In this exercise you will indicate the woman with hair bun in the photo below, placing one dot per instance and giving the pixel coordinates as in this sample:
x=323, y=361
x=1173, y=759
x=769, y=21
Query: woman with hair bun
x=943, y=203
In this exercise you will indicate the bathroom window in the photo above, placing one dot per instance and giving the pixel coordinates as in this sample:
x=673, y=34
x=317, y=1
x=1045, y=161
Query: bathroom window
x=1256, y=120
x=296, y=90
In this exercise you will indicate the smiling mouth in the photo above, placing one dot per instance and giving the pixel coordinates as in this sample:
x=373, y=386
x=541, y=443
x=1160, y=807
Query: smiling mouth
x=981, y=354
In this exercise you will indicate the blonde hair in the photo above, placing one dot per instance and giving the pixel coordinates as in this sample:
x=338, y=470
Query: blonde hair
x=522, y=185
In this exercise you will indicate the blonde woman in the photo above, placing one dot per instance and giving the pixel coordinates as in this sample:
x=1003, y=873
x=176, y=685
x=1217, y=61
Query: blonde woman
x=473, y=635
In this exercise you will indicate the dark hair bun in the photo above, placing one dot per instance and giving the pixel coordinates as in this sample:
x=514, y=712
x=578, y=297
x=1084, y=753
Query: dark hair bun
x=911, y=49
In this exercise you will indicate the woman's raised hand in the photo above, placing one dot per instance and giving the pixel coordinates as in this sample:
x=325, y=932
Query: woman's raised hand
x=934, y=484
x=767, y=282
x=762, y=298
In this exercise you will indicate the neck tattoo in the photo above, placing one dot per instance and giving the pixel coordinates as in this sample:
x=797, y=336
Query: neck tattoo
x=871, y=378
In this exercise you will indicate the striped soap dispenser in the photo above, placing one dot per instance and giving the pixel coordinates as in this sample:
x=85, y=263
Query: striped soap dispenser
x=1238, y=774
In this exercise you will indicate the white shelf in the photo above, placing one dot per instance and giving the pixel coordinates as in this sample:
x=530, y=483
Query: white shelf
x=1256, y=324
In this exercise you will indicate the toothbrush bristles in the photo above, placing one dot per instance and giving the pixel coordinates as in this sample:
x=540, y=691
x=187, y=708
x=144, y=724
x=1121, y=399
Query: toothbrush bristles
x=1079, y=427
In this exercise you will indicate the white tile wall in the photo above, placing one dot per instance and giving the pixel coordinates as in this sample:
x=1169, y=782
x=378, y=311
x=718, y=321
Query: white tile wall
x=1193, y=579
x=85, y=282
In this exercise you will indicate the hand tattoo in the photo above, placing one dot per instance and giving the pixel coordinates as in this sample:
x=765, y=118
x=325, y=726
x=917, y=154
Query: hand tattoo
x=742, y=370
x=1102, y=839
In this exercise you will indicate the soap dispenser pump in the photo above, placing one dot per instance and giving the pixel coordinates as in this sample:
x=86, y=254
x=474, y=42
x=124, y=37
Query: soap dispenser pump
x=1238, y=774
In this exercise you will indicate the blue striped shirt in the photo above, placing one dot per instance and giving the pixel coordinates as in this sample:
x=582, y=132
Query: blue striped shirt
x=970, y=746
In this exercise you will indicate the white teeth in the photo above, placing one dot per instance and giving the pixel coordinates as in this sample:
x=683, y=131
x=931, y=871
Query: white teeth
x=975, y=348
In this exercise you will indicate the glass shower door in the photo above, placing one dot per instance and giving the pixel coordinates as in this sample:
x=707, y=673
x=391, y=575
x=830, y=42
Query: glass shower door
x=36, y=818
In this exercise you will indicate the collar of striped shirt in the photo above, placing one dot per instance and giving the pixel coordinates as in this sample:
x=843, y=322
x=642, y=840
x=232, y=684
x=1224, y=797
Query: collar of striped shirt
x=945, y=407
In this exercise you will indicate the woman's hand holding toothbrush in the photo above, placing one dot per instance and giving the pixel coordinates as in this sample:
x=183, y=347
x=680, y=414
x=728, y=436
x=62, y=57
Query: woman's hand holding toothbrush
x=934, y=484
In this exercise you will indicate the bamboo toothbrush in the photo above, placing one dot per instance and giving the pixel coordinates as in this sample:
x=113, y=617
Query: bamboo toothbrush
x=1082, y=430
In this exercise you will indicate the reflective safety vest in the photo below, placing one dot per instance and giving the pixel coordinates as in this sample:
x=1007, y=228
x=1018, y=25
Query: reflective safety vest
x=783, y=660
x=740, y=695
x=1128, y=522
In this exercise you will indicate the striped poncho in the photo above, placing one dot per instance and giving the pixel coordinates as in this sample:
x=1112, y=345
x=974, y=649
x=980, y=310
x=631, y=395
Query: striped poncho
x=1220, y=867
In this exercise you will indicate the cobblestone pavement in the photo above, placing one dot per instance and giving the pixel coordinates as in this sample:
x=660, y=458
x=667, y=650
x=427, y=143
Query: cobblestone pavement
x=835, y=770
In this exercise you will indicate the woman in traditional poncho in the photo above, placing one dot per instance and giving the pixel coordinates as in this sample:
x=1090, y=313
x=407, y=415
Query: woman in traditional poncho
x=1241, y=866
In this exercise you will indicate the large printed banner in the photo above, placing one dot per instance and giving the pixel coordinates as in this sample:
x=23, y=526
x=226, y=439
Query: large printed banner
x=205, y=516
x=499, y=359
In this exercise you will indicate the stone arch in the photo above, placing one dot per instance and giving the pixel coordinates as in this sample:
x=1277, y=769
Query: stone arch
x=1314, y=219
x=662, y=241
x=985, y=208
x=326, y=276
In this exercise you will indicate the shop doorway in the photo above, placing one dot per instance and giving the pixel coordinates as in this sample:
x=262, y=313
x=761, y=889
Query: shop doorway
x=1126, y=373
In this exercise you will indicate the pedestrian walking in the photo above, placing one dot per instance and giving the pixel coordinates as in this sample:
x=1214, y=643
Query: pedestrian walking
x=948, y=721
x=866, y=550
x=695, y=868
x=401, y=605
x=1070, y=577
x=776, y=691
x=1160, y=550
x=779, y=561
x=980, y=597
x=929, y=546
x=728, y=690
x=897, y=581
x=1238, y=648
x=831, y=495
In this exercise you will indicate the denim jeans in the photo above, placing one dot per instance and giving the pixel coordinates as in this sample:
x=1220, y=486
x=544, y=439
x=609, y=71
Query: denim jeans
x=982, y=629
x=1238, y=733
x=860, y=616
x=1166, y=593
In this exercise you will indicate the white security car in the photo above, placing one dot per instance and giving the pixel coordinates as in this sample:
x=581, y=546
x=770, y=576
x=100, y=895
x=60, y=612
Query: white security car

^^^^

Directions:
Copy every one of the records above word for word, without changing a single character.

Written response:
In this exercise you will indicate the woman with hair bun in the photo below, placing one dot per instance and giving the pixel coordinates as in this sample:
x=323, y=361
x=1173, y=759
x=769, y=21
Query: woman with hair bun
x=943, y=203
In this exercise you will indicate the bathroom window in the photo above, placing one dot per instance and giving the pixel coordinates as in this sample:
x=673, y=34
x=317, y=1
x=1045, y=161
Query: bathroom window
x=1256, y=120
x=296, y=90
In this exercise you will indicate the smiling mouth in the photo above, placing one dot per instance and giving the pixel coordinates as in this sample:
x=373, y=386
x=541, y=443
x=1160, y=807
Query: smiling mouth
x=981, y=354
In this exercise you will indicate the blonde hair in the photo above, placing one dot per instance and giving the pixel coordinates as in this sample:
x=338, y=470
Query: blonde hair
x=522, y=185
In this exercise you will indicate the blonde woman in the photo above, placing one dot per instance and giving the pixel coordinates as in this sample:
x=1003, y=873
x=176, y=685
x=1217, y=61
Query: blonde woman
x=473, y=635
In this exercise you will indicate the dark hair bun in the photo above, placing one dot per instance and giving the pixel coordinates as in this sample:
x=514, y=712
x=578, y=297
x=1084, y=753
Query: dark hair bun
x=911, y=49
In this exercise you will indicate the woman's raised hand in the photo above, placing one dot per instance and giving the pixel coordinates as in this sample:
x=325, y=932
Query: woman's raised hand
x=934, y=484
x=767, y=282
x=762, y=298
In this exercise you will indicate the neck tattoo in the photo above, placing one dot per instance and giving the pixel coordinates as in this sample:
x=797, y=336
Query: neck tattoo
x=871, y=378
In this exercise you will indicate the striped soap dispenser in the photo above, placing one dot per instance and giving the pixel coordinates as in this sample:
x=85, y=263
Query: striped soap dispenser
x=1238, y=774
In this exercise you will indicate the white shelf in the photo above, placing one dot per instance and giving the pixel coordinates as in this sample:
x=530, y=483
Query: white shelf
x=1256, y=324
In this exercise you will indicate the toothbrush bristles in the photo above, placing one dot per instance and giving the pixel coordinates as in this sample:
x=540, y=691
x=187, y=708
x=144, y=724
x=1121, y=399
Query: toothbrush bristles
x=1079, y=427
In this exercise you will indicate the white tile wall in the photo above, placing one dot per instance and giving the pixel coordinates as in this sample:
x=1169, y=782
x=378, y=311
x=718, y=321
Query: white tile wall
x=1193, y=579
x=85, y=282
In this exercise you will indicate the hand tattoo in the photo above, placing one dot per instance and giving the pixel coordinates as in this sample:
x=765, y=118
x=325, y=726
x=917, y=154
Query: hand tattoo
x=742, y=370
x=1102, y=839
In this exercise you will indicate the soap dispenser pump in the photo above, placing one dot per instance and giving the pixel coordinates as in this sample:
x=86, y=254
x=474, y=42
x=124, y=37
Query: soap dispenser pump
x=1238, y=774
In this exercise you will indicate the blue striped shirt in the photo above, placing one dot per instance and giving the pixel coordinates as in this sample:
x=582, y=132
Query: blue striped shirt
x=970, y=746
In this exercise you will indicate the white teeth in the photo above, placing one dot per instance and giving the pixel coordinates as in this sample:
x=683, y=131
x=931, y=871
Query: white teeth
x=975, y=348
In this exercise you will indicate the glass shower door in the photo above, placing one dot per instance and giving the pixel coordinates as in this sample:
x=707, y=673
x=391, y=575
x=830, y=42
Query: glass shower door
x=36, y=818
In this exercise you will indicate the collar of striped shirt in the photo above, placing one dot per instance and giving the pixel coordinates as in this sample:
x=843, y=322
x=642, y=840
x=232, y=684
x=1224, y=797
Query: collar of striped shirt
x=945, y=407
In this exercise you will indicate the woman's hand holding toothbrush in the photo above, placing one dot per instance and giving the pixel coordinates as in this sample:
x=183, y=347
x=680, y=414
x=728, y=436
x=62, y=57
Query: woman's hand holding toothbrush
x=934, y=484
In this exercise you will indicate the bamboo toothbrush in the photo above, placing one dot per instance and giving the pixel coordinates as in this sample:
x=113, y=617
Query: bamboo toothbrush
x=1082, y=430
In this exercise you will indicate the reflective safety vest in the photo below, placing one dot per instance and giving the pixel coordinates as in this sample:
x=1007, y=228
x=1018, y=25
Query: reflective safety vest
x=783, y=660
x=740, y=695
x=1128, y=522
In this exercise you will indicate the striped poncho in the photo above, placing one dot per instance and giving the pixel coordinates as in this sample:
x=1112, y=345
x=974, y=649
x=980, y=310
x=631, y=395
Query: striped poncho
x=1220, y=867
In this exercise you will indicate the cobblestone pavement in the photo above, placing one dot per instance and giving the pixel coordinates as in this sample:
x=660, y=458
x=667, y=650
x=427, y=143
Query: cobblestone pavement
x=835, y=770
In this exercise you will indicate the woman in traditional poncho in the photo above, placing one dot per instance and giving the pixel coordinates as in this sample:
x=1090, y=313
x=407, y=415
Query: woman in traditional poncho
x=1241, y=866
In this exercise you will indicate the large printed banner in the photo above, placing one dot per instance and giving the pixel coordinates as in this sample:
x=23, y=526
x=226, y=439
Query: large printed banner
x=205, y=516
x=499, y=359
In this exercise you will indicate the stone arch in the photo above, placing one dot per instance and giving the pixel coordinates as in this sample:
x=1277, y=769
Query: stone arch
x=1314, y=219
x=662, y=241
x=985, y=208
x=326, y=276
In this exercise you will indicate the shop doorway in the photo above, placing one dot per instance and giving the pixel coordinates as in this sample:
x=262, y=313
x=761, y=889
Query: shop doorway
x=1126, y=373
In this exercise you will indicate the pedestrian walking in the photo above, placing one dot per instance and giving the pixel coordinates as in this sample:
x=1214, y=643
Query: pedestrian walking
x=948, y=721
x=866, y=550
x=695, y=868
x=401, y=605
x=1070, y=577
x=776, y=691
x=1160, y=550
x=779, y=561
x=980, y=597
x=929, y=546
x=728, y=690
x=897, y=581
x=1238, y=648
x=831, y=495
In this exercise you will indicate the denim jeans in the photo above, placing one dot per instance and giving the pixel coordinates as in this sample:
x=1220, y=486
x=544, y=439
x=609, y=71
Query: denim jeans
x=982, y=629
x=1238, y=733
x=860, y=616
x=1166, y=593
In this exercise you will indicate the white security car in the photo above, placing one dot per instance and giving the pixel coordinates as in this sample:
x=581, y=546
x=770, y=576
x=100, y=895
x=60, y=612
Query: white security car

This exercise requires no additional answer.